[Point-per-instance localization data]
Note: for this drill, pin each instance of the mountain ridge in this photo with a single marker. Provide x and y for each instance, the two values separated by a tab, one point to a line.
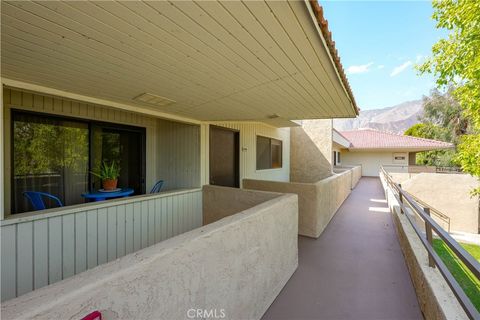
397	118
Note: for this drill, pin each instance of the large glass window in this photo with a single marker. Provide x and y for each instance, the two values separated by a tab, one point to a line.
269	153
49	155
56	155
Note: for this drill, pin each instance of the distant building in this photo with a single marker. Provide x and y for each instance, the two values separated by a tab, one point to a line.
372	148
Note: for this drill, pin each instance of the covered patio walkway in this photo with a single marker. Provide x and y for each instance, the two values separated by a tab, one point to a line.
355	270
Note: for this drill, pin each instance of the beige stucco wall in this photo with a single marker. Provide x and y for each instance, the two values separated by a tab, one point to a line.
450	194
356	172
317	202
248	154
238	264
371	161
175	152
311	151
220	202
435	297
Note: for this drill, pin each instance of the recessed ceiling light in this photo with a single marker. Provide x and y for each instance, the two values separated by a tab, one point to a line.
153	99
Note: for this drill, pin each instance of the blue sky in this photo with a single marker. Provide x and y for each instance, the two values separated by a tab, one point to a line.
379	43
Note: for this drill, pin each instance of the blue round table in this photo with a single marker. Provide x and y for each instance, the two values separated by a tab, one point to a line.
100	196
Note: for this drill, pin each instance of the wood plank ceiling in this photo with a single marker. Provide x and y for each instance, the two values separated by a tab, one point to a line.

--

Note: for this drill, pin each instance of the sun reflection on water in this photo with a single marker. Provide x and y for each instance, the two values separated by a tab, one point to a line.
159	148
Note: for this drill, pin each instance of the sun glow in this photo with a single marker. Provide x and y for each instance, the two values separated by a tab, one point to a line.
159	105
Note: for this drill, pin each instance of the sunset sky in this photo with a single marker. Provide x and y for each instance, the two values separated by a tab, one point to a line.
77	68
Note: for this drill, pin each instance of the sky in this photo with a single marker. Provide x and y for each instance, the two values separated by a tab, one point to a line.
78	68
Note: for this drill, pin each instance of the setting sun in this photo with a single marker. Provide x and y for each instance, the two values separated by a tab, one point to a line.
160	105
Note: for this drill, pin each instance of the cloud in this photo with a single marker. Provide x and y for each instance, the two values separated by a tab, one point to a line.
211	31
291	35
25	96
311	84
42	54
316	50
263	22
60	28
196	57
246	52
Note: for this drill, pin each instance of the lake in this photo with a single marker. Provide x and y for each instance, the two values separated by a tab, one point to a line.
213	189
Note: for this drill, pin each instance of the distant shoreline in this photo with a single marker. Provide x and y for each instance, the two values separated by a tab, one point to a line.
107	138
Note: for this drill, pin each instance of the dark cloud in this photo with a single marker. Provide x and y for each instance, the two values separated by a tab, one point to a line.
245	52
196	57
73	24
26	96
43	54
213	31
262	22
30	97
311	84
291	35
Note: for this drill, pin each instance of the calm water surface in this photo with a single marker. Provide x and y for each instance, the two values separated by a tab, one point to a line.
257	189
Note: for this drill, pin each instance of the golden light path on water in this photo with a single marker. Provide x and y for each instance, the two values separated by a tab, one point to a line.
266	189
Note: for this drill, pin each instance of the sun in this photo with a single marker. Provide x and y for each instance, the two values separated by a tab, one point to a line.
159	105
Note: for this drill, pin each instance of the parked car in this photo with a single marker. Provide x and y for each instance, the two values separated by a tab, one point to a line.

* What is required
From the entries above, restate word for word the lines from the line containing "Note: for this drill, pin each instance of the dark" to the line containing "Note: for this drill, pin each instance of the parked", both ends included, and nothing more.

* Problem solution
Note: for this drill, pin each instance of the dark cloud in this photo with a single marker. Provide x and y for each instance, the two values separated by a tab, one point to a line.
245	52
196	57
73	24
26	96
43	54
213	31
262	22
30	97
311	84
291	35
Note: for this drill, pin each instance of the calm water surface in this photo with a single marker. Provide x and y for each instance, the two values separated by a tab, one point to a line.
257	189
Note: for this drill, pin each instance of the golden light path on water in this photo with a single marker. Provide x and y for each instance, the two values separated by a tab, one point to a line.
266	189
Note: for this drill, pin each instance of the sun in this photo with a single marker. Provide x and y for each instance, the two values separated by a tab, one point to a line.
159	105
Note: for this drill, pin each instance of the parked car in this photo with a single marker. Provide x and y for each instance, the two values separated by a tab, one point to a line.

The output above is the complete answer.